Collect each line of the records below that contains the string "water", and copy those lines in full.

-=-=-

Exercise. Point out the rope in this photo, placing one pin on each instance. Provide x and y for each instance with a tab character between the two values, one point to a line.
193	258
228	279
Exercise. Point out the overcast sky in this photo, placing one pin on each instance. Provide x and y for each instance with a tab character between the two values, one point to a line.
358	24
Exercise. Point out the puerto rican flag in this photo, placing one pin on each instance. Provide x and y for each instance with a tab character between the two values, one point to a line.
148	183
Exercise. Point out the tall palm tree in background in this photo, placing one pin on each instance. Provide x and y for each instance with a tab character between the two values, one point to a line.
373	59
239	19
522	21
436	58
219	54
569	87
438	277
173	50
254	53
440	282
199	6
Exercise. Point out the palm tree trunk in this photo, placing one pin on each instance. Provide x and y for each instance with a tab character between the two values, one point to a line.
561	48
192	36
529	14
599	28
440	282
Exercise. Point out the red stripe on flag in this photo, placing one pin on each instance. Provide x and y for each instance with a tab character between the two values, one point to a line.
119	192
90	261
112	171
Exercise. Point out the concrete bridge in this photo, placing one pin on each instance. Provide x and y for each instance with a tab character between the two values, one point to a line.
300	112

-=-=-

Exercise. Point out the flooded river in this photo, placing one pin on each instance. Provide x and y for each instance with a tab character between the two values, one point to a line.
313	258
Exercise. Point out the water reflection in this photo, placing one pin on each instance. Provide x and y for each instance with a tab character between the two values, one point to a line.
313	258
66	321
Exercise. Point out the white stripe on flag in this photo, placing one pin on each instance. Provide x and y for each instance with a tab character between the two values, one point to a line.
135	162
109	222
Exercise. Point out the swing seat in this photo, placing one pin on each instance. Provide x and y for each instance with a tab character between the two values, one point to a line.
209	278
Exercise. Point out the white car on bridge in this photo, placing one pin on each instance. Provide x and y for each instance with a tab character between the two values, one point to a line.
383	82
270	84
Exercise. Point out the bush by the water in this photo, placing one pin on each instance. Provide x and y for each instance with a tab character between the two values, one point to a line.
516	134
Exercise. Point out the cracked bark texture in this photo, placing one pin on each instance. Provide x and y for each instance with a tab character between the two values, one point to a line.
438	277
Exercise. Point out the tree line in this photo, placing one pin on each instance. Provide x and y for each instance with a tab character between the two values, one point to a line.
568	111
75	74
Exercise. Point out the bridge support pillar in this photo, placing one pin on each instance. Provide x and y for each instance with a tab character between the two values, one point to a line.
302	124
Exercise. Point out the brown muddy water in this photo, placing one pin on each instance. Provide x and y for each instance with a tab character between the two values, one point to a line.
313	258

-=-=-

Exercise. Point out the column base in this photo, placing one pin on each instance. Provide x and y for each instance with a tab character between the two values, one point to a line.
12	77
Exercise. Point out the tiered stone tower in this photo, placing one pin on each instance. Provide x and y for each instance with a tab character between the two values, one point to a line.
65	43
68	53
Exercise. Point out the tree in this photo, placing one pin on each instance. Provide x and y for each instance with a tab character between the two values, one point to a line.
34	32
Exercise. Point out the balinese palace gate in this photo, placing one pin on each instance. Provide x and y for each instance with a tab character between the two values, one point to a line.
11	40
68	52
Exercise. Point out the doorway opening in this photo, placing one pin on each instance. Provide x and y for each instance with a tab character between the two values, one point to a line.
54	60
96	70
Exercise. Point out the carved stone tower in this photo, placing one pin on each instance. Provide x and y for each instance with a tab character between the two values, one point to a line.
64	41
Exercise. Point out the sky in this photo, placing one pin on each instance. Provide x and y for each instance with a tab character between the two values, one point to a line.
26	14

-=-=-

(FINAL RESULT)
Exercise. Point out the water reflection in this photo, placing one pin on each instance. Provide x and y for each instance with a tab character between the two values, one point to a line.
Exercise. Point out the bush by the water in this photo, placing one pin on each instance. Provide x and y for each instance with a tab character between the two values, one point to a line.
Exercise. Point out the brown muddy water in this photo, placing one pin on each instance. Provide x and y for each instance with a tab character between the two values, one point to a line.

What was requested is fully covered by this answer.